- About this task:
Set down the line that contains "Keypoint placement: for each instance of the white" and every line after it to the end of the entries, exactly as they stand and nothing more.

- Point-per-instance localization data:
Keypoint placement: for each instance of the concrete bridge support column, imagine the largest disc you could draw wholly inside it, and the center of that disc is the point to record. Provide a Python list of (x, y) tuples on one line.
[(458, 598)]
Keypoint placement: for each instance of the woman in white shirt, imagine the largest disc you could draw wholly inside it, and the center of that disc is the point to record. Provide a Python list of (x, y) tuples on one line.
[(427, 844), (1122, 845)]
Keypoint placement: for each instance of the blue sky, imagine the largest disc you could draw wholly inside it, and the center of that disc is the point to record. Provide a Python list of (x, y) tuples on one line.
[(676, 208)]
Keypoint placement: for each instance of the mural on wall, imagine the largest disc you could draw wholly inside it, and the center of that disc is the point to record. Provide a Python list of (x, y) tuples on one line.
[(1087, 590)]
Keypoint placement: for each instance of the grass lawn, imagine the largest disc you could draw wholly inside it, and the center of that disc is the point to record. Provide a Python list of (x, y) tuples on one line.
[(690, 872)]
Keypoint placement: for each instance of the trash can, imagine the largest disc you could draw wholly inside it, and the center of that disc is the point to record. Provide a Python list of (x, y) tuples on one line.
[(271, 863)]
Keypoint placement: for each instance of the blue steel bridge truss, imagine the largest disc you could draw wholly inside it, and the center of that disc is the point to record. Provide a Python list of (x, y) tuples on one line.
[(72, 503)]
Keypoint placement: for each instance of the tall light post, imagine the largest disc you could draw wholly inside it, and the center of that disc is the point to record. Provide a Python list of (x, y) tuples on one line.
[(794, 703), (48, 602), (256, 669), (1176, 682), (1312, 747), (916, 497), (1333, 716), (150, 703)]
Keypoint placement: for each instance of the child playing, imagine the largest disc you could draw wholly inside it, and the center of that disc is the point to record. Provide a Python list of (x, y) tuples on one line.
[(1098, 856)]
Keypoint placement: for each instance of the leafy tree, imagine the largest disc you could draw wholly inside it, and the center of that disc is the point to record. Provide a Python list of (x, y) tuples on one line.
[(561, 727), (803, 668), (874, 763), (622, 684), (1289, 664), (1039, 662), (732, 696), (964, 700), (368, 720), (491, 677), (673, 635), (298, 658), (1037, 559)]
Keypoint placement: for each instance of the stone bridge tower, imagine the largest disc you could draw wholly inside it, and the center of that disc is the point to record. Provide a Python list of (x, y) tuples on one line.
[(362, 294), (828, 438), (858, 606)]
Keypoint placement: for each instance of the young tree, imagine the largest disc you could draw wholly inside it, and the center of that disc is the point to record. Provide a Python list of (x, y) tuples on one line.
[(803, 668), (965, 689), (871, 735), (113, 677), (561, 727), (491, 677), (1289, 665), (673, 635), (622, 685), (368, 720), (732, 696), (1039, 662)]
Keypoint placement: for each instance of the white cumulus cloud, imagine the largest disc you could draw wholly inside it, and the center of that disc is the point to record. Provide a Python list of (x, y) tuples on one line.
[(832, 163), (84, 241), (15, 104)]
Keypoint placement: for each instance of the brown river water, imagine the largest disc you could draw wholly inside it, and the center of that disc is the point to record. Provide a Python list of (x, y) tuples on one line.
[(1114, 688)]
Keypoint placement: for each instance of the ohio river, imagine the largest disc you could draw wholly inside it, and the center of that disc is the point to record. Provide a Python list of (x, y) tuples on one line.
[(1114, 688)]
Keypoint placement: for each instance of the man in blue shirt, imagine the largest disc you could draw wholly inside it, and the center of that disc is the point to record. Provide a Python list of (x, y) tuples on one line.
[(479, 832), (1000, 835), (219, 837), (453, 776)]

- Answer for this exercise:
Keypoint placement: for each instance of the white cumulus cloud, imagine the largest disc you could draw wholly inside it, and the center of that disc is the point to record. Provide a Python list of (x, y) tuples on one line.
[(832, 163), (84, 241), (15, 104)]
Keypoint placement: for each instance of the brown river water, imagine the largest disc you could draw wholly inside it, and the center of that disc is the point to record. Provide a Python list of (x, y) tuples on one line.
[(1114, 688)]
Keypoint placement: for each instance of the ohio river, imagine the largest disc you could draw wholly inside it, and the center of that disc is the point to record. Provide a Python list of (x, y) tuples on one line.
[(1114, 688)]
Keypoint placement: for each instance of the man in blue shirt, imagine the largest disc you could draw wholly inside it, and the center of that disc is the point to record. Provide a Python list of (x, y) tuples on one line.
[(479, 832), (1000, 835), (219, 837), (453, 776)]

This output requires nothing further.